Repeat the items from the line containing "Target: bus advertisement panel" through the end of the items, swapping "railway overpass" for "railroad bridge" and changing nothing else. Leave out the pictures.

# Start of Stored data

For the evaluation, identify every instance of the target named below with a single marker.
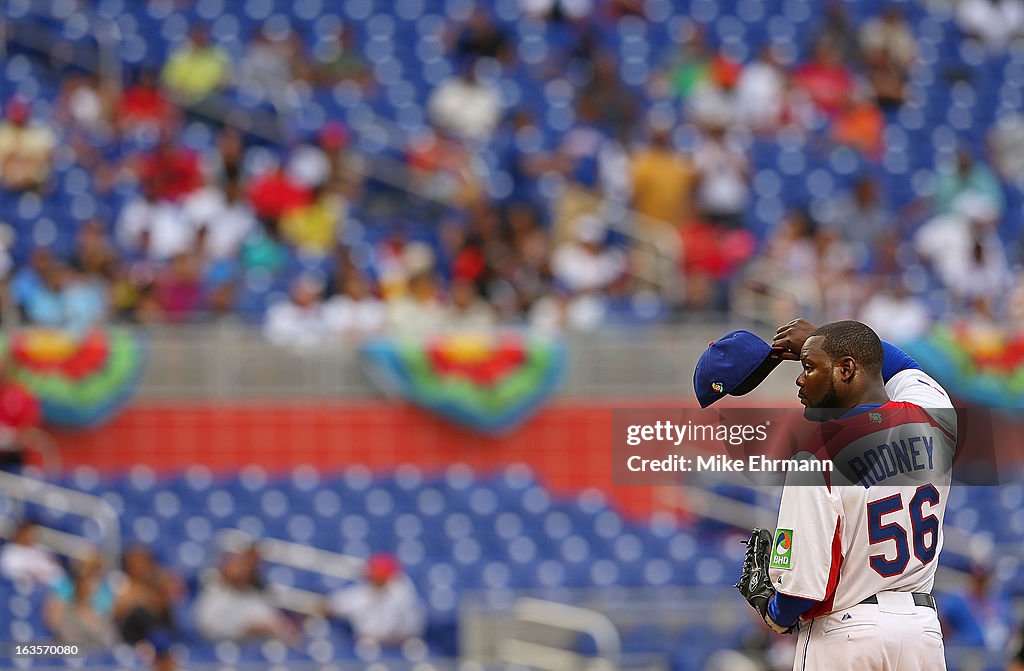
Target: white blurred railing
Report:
(29, 490)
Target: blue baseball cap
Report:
(726, 364)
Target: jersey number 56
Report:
(921, 527)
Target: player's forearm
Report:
(784, 611)
(896, 361)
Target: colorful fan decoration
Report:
(80, 381)
(491, 383)
(980, 366)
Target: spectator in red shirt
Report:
(143, 106)
(20, 419)
(273, 194)
(173, 172)
(825, 79)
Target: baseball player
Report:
(853, 558)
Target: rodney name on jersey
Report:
(886, 445)
(889, 459)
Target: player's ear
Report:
(847, 369)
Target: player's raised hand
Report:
(790, 339)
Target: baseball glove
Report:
(755, 583)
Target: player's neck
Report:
(875, 395)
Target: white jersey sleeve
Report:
(916, 386)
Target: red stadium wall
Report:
(568, 445)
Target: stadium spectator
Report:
(92, 564)
(355, 311)
(312, 228)
(889, 35)
(794, 245)
(62, 300)
(26, 148)
(481, 37)
(465, 107)
(584, 269)
(170, 171)
(224, 164)
(300, 321)
(83, 108)
(274, 193)
(967, 174)
(859, 214)
(420, 307)
(712, 255)
(94, 255)
(144, 599)
(663, 179)
(178, 289)
(889, 49)
(825, 78)
(160, 653)
(235, 605)
(445, 170)
(20, 426)
(1006, 140)
(723, 174)
(272, 64)
(75, 618)
(222, 218)
(322, 160)
(760, 96)
(687, 67)
(895, 313)
(523, 157)
(860, 125)
(995, 23)
(557, 10)
(143, 107)
(839, 31)
(23, 559)
(196, 69)
(965, 250)
(469, 311)
(338, 59)
(384, 607)
(154, 228)
(978, 617)
(608, 97)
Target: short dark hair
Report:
(850, 338)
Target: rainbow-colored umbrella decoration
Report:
(983, 367)
(82, 380)
(491, 383)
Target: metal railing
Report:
(515, 649)
(67, 501)
(296, 555)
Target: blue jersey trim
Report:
(895, 361)
(785, 610)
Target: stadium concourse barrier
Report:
(224, 397)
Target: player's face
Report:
(817, 382)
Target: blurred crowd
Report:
(634, 211)
(142, 603)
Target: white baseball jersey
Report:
(877, 526)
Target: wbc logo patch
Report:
(781, 555)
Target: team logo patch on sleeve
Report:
(781, 555)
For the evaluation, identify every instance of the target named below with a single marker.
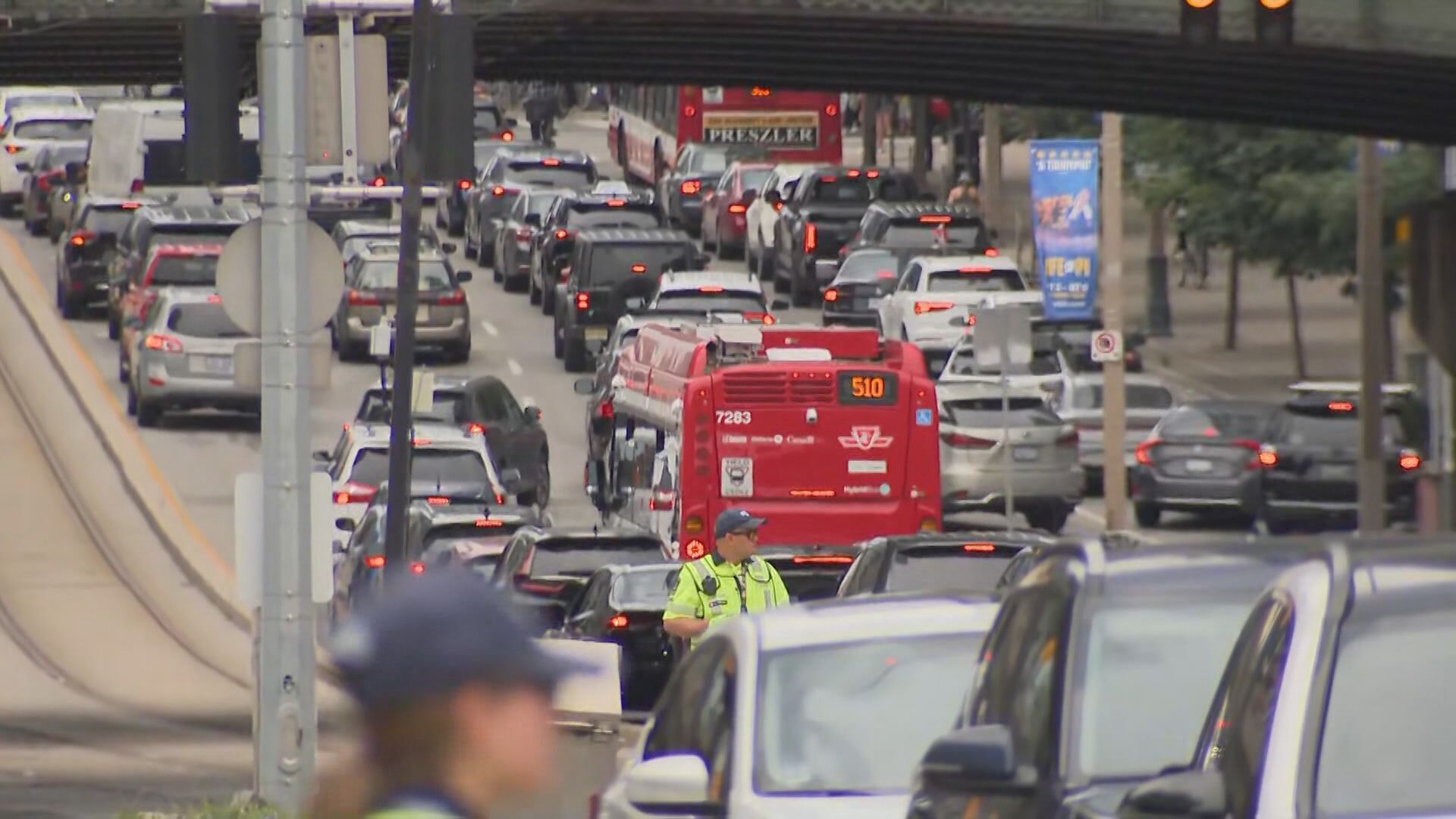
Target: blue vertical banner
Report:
(1065, 224)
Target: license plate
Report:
(213, 365)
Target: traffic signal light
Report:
(1200, 22)
(1274, 22)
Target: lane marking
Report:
(168, 494)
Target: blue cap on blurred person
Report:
(431, 634)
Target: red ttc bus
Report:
(832, 435)
(648, 124)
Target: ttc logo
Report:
(865, 439)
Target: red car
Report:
(726, 207)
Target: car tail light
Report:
(165, 343)
(960, 441)
(360, 297)
(354, 493)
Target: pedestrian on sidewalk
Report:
(456, 704)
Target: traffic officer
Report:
(726, 582)
(456, 703)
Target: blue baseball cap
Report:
(431, 634)
(736, 519)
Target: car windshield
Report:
(711, 302)
(1025, 411)
(1335, 430)
(1386, 748)
(962, 567)
(957, 232)
(188, 271)
(1139, 397)
(644, 588)
(107, 219)
(974, 281)
(53, 130)
(1150, 672)
(202, 321)
(570, 556)
(618, 262)
(560, 175)
(384, 275)
(626, 216)
(1215, 422)
(903, 694)
(427, 465)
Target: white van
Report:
(137, 148)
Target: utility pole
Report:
(286, 716)
(400, 435)
(1114, 398)
(1370, 276)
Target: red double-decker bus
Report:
(830, 433)
(647, 124)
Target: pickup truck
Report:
(821, 216)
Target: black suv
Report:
(175, 224)
(1310, 460)
(820, 218)
(570, 216)
(610, 273)
(1097, 675)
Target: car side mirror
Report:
(1194, 795)
(676, 783)
(974, 760)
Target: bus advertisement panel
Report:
(832, 435)
(648, 124)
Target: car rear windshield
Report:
(618, 262)
(202, 321)
(916, 232)
(584, 556)
(53, 130)
(584, 216)
(428, 466)
(1334, 430)
(974, 281)
(987, 413)
(107, 219)
(1139, 397)
(946, 567)
(1386, 748)
(561, 175)
(644, 588)
(384, 276)
(187, 271)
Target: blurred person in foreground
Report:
(455, 698)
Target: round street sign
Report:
(239, 279)
(1107, 346)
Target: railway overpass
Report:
(1376, 67)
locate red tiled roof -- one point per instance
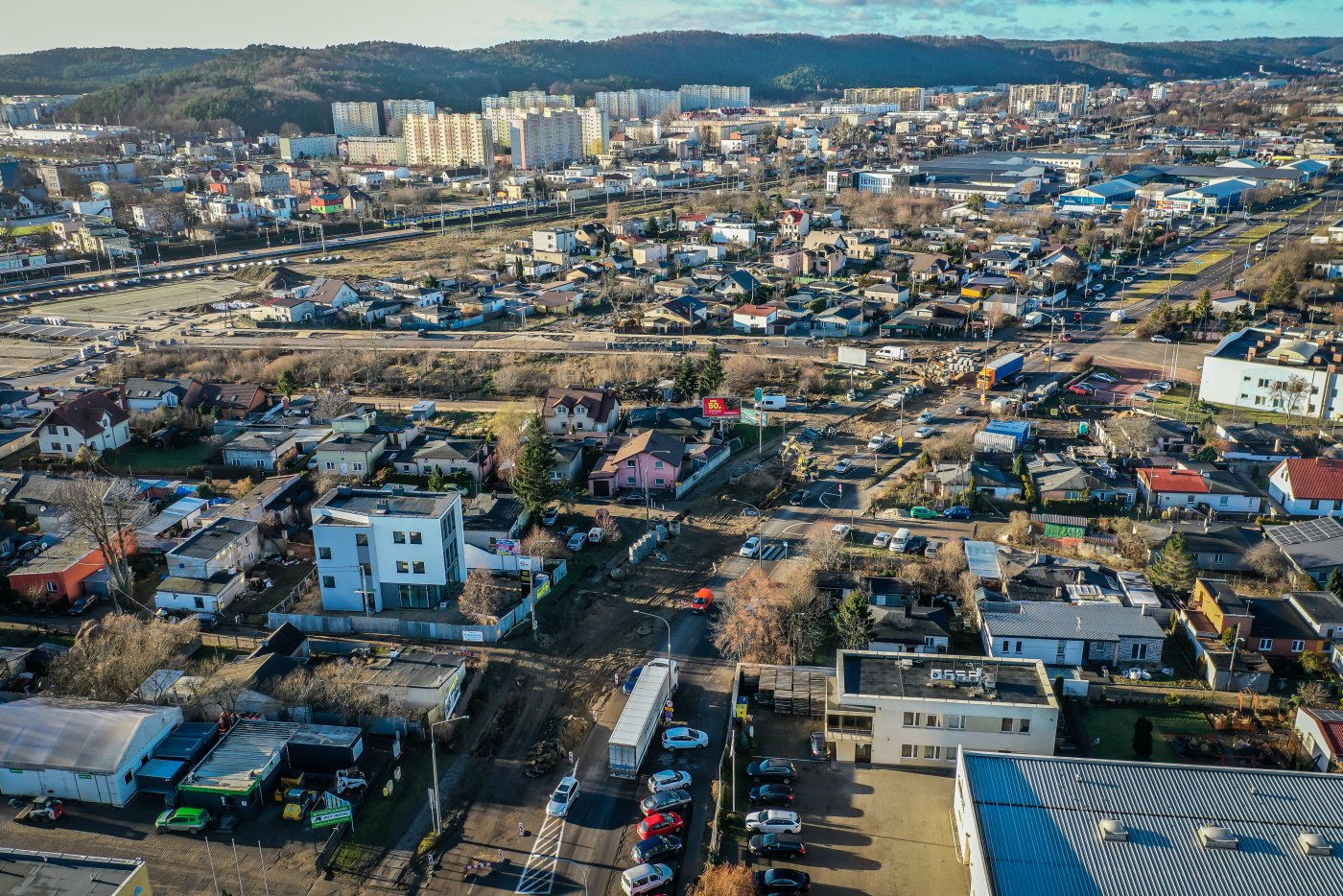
(1186, 482)
(1315, 479)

# End of Stored data

Answer to the exercise:
Target: bus advertisement panel
Report:
(832, 435)
(648, 124)
Target: car rear windshield
Report:
(618, 262)
(202, 321)
(916, 232)
(584, 556)
(53, 130)
(584, 216)
(428, 466)
(1334, 430)
(974, 281)
(987, 413)
(107, 219)
(1139, 397)
(946, 567)
(1386, 748)
(561, 175)
(644, 588)
(384, 276)
(187, 271)
Target: blurred person in foreground
Report:
(455, 698)
Target: round street sign
Report:
(239, 279)
(1107, 346)
Target: railroad bridge
Report:
(1376, 67)
locate red tiled roof -- one point per instance
(1186, 482)
(1315, 479)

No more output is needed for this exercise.